[Records for the task]

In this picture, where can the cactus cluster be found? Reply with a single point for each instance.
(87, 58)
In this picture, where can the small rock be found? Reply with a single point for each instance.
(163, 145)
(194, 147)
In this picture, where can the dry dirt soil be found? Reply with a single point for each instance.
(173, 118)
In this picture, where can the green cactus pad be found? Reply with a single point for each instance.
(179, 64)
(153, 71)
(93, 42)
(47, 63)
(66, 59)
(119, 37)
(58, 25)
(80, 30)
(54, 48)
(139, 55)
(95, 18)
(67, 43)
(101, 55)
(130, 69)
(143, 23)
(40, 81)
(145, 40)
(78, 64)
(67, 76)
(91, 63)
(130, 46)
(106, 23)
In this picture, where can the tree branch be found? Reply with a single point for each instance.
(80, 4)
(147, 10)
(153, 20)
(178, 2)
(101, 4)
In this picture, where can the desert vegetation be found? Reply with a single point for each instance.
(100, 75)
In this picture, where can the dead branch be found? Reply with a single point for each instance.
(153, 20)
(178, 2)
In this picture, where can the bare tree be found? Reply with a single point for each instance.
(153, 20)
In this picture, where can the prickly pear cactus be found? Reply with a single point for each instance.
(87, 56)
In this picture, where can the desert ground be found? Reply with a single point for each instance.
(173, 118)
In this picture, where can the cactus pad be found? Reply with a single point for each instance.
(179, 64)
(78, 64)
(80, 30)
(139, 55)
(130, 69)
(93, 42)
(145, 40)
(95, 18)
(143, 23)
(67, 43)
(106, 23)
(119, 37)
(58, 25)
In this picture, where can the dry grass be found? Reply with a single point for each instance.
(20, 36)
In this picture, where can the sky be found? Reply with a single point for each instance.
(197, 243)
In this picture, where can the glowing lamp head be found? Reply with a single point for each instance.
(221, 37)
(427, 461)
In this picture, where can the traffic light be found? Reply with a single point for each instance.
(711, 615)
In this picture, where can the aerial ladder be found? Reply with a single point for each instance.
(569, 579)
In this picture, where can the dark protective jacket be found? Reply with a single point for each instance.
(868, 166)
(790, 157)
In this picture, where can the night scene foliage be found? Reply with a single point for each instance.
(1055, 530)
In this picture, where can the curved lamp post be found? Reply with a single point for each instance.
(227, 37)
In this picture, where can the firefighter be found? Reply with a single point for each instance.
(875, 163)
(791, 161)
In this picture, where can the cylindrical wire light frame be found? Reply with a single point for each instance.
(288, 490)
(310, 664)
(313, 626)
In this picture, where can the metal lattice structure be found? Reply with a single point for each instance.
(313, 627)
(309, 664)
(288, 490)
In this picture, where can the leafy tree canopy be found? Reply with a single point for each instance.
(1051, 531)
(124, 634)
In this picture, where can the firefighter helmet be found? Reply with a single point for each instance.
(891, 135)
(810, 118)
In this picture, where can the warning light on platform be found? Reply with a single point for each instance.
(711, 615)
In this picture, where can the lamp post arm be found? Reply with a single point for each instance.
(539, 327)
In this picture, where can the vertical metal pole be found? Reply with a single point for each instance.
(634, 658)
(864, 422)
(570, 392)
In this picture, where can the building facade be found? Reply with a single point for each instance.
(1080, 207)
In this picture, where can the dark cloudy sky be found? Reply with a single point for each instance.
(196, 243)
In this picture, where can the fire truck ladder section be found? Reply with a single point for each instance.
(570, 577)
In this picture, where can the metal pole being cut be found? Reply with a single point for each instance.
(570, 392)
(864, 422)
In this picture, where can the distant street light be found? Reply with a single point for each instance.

[/Records for the task]

*Brief*
The complete listing is to be repeated word for word.

*Your response*
In this picture, where can the cactus cluster be found? Reply with a single point for each instance.
(87, 58)
In this picture, where can the small rock be found? Reply with a single point for each instance.
(163, 145)
(194, 147)
In this picture, where can the dry dirt soil be found? Reply with a single point for each instance.
(173, 118)
In this picture, where can the green cactus pad be found? Reply with a single point for each instance.
(179, 64)
(153, 71)
(93, 42)
(47, 63)
(66, 59)
(119, 37)
(58, 25)
(80, 30)
(54, 48)
(139, 55)
(95, 18)
(67, 43)
(101, 55)
(130, 69)
(143, 23)
(40, 81)
(145, 40)
(78, 64)
(67, 76)
(91, 63)
(130, 46)
(106, 23)
In this picture, where can the tree branch be found? Reply with a single point for each instance.
(80, 4)
(147, 10)
(153, 20)
(178, 2)
(101, 4)
In this picture, where can the desert vegetation be found? Reply with a single point for each instance.
(100, 75)
In this picture, where can the dead branch be found? Reply with a single point for each instance.
(153, 20)
(178, 2)
In this picture, where can the bare tree be found? Reply with a single point for each instance.
(153, 20)
In this picture, where can the prickly pear cactus be found? Reply with a single point for each instance.
(87, 56)
In this picture, where can the desert ground be found? Reply with a single point for each instance.
(173, 118)
In this picture, where can the cactus pad be found? Reply with a single point for each instance.
(179, 64)
(78, 64)
(80, 30)
(139, 55)
(130, 69)
(93, 42)
(145, 40)
(95, 18)
(143, 23)
(67, 43)
(106, 23)
(119, 37)
(58, 25)
In this picture, where can the dry grass be found? Reply with a single point for each instance.
(20, 36)
In this picture, where can the sky be found? Reply with a single point for each instance.
(197, 243)
In this picture, where can the glowing lamp head be found? Reply with a single point for each instance.
(221, 37)
(427, 461)
In this picture, where can the traffic light be found? Reply with a single point for each instance.
(711, 615)
In this picture, where can the aerial ladder be found? Reply with a single point for each instance.
(569, 579)
In this picture, where can the dark protective jacket be found? Reply with a single point for each instance.
(868, 166)
(790, 157)
In this picture, where can the night scene foliage be found? Reply with a single point for each instance.
(1055, 530)
In this picture, where can the curved lamp post be found? Reply with a single point for each instance.
(227, 37)
In this picture, where can the firefighter be found? Reply with a single point for each instance.
(875, 163)
(791, 161)
In this picture, where can the cylindrical wire light frame be found? Reply with a single point for each instance.
(288, 490)
(310, 664)
(313, 626)
In this picture, where can the metal lattice structure be found? Reply with a single point for each instance.
(313, 627)
(309, 664)
(288, 490)
In this picture, where can the leafy tree canopy be found? Reply with a single point for each instance.
(1051, 531)
(124, 634)
In this picture, where can the firefighter helmet be found? Reply with a single point for each instance.
(891, 135)
(810, 118)
In this picture, where can the warning light on platform be found? Reply with a single point for each instance.
(711, 615)
In this picture, where can the lamp post arm be found? Reply with a single point for each instance.
(539, 327)
In this picture, where can the vertical metal pole be found? Reply with a single point for each instance.
(634, 658)
(864, 422)
(570, 392)
In this picture, where can the building facade be found? Reply with a single point for each instance.
(1080, 207)
In this picture, where can the dark cloudy sky be found? Reply with a single point for each instance.
(196, 243)
In this picture, where can the fire truck ladder section be found? Reply with a single point for each instance.
(570, 577)
In this picture, where can the metal pole being cut be found? Reply with a single point for each instance.
(570, 392)
(864, 422)
In this picture, where can the distant street light be found? Reply with a single point for each instance.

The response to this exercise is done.